**TASK BRIEF**
Pick out every row below that contains the word "white" and copy each of those rows.

**DATA RECORDS**

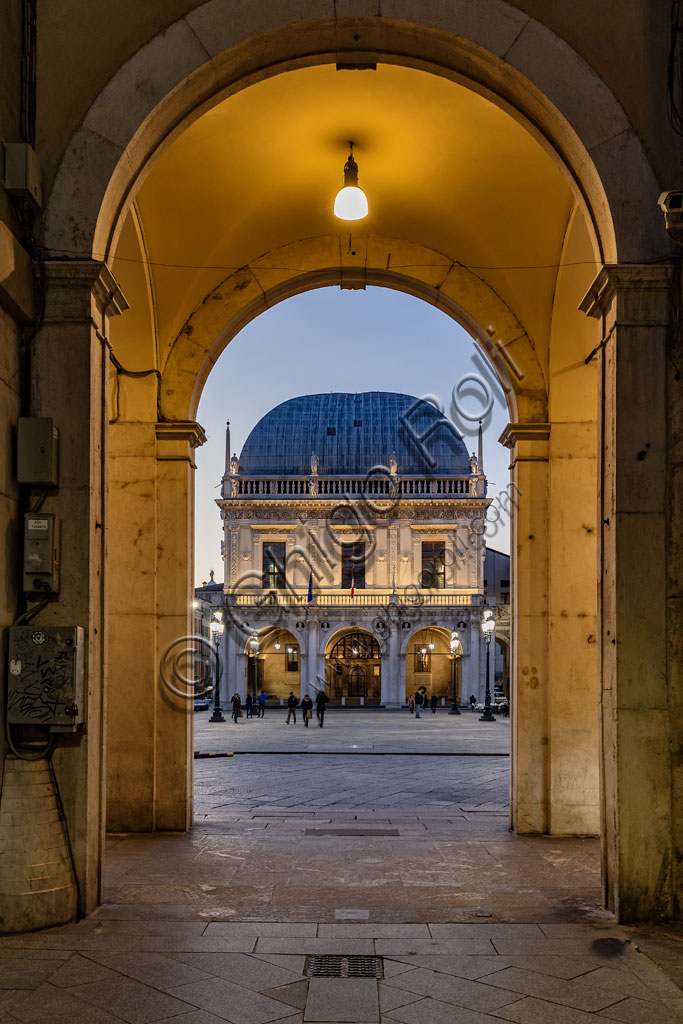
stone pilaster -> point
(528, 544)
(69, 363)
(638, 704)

...

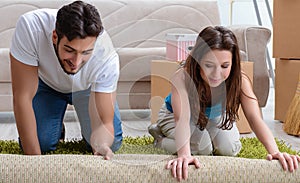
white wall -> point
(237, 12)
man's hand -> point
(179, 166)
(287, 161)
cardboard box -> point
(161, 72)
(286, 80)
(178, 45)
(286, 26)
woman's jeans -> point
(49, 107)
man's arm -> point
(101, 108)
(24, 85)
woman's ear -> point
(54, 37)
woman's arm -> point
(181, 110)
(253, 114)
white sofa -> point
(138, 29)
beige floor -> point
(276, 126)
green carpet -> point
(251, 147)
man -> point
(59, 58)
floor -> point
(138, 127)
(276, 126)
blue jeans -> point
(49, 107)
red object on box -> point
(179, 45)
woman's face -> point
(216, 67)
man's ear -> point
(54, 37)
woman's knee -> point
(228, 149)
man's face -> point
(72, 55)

==

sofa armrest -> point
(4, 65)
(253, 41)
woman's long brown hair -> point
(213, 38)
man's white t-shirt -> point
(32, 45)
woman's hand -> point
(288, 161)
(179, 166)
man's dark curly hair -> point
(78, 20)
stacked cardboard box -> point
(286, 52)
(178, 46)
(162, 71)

**EXERCISE OUTPUT**
white wall -> point
white sofa -> point
man's white t-shirt -> point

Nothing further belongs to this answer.